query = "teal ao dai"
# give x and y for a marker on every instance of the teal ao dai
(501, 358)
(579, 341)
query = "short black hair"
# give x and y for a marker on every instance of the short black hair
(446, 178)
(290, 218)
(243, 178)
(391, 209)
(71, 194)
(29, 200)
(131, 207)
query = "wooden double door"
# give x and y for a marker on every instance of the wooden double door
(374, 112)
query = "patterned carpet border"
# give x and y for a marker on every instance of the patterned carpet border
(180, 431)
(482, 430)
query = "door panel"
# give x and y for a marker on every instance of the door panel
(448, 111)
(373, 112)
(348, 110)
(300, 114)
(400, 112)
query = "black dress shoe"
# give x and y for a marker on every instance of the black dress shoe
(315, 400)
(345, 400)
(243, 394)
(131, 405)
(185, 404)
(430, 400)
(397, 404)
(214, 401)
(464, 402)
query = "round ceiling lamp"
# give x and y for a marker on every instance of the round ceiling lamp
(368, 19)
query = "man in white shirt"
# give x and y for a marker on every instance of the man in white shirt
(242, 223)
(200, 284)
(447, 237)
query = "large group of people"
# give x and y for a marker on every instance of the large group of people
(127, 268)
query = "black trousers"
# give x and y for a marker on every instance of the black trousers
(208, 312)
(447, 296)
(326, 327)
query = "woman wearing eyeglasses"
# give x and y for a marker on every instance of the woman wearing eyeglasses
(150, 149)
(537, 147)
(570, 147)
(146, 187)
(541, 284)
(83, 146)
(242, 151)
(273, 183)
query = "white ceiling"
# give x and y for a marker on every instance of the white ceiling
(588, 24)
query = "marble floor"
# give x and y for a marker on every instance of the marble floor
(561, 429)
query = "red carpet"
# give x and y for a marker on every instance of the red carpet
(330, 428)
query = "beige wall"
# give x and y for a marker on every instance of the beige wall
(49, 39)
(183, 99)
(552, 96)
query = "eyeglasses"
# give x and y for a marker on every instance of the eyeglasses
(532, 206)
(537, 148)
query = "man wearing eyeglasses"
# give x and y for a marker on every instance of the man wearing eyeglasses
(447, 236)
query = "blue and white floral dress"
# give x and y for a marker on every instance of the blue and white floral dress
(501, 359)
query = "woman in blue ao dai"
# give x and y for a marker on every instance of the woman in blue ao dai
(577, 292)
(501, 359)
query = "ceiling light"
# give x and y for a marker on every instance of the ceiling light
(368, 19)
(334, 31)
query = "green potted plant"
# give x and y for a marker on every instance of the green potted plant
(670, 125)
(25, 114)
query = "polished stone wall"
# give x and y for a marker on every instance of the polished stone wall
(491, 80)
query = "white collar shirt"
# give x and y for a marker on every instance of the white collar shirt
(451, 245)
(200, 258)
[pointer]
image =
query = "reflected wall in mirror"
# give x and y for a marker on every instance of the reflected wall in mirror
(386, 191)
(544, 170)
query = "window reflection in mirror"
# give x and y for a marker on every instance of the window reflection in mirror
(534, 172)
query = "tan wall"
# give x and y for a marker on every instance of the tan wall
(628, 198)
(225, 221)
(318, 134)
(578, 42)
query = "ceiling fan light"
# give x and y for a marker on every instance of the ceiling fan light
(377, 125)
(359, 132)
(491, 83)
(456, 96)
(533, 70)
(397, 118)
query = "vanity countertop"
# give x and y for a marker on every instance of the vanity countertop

━━━━━━━━━━

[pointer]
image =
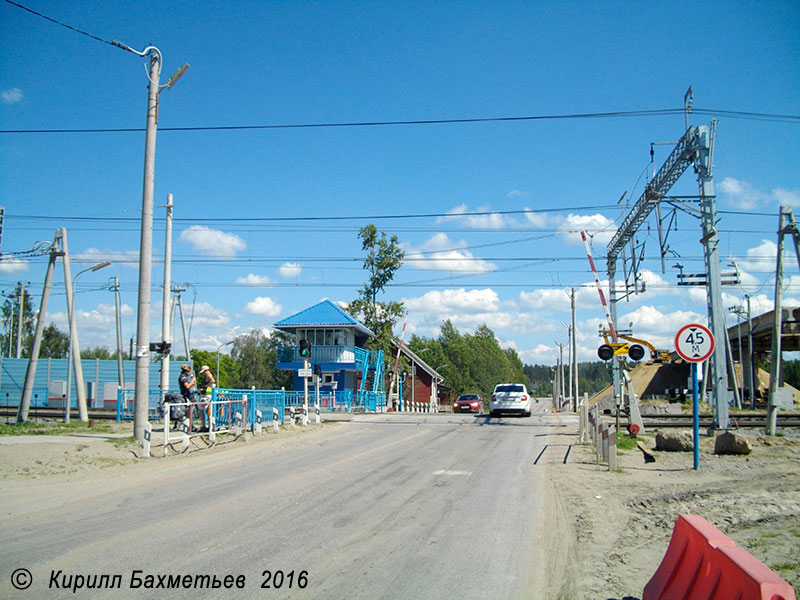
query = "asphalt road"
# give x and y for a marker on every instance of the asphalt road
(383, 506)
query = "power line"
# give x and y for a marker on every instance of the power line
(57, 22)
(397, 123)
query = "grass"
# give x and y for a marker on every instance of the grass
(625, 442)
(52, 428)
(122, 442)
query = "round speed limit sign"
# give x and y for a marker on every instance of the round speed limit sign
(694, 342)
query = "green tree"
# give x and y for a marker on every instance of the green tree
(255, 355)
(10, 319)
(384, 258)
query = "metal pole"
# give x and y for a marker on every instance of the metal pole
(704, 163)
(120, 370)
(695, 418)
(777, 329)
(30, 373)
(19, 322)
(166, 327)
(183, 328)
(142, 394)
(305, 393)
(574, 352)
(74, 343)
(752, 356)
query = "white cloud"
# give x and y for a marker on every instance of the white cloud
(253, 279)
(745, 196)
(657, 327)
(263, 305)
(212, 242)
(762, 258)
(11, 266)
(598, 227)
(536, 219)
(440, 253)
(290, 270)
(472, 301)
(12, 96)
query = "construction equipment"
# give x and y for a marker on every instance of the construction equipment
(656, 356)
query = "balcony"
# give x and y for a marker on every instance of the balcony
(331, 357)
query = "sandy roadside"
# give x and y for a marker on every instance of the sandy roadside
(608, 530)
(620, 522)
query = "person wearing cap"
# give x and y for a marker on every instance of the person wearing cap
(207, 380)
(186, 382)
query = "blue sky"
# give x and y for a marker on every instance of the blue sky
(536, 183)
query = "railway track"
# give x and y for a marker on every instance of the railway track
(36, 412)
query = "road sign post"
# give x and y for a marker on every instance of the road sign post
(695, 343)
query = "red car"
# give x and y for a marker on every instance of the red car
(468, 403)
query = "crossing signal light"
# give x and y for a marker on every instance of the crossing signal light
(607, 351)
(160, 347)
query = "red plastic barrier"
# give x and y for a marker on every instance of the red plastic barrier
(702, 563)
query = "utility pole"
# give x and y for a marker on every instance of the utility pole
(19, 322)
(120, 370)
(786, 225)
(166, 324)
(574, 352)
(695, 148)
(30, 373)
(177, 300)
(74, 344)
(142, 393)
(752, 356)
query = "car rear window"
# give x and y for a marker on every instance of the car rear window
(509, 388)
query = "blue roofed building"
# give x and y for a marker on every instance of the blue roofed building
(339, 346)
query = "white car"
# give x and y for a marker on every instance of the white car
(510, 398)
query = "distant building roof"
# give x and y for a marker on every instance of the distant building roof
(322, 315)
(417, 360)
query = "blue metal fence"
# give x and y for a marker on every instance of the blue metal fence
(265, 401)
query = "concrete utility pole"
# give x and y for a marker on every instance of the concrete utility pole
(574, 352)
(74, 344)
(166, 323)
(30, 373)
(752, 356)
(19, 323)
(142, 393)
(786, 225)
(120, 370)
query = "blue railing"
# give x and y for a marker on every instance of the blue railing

━━━━━━━━━━

> [Instruction]
Report each line of the material above that contains the word "roofed", copying every such line in full.

> [Response to the exercise]
query = "blue roofed building"
# give x and y for a marker on every instance of the blue roofed building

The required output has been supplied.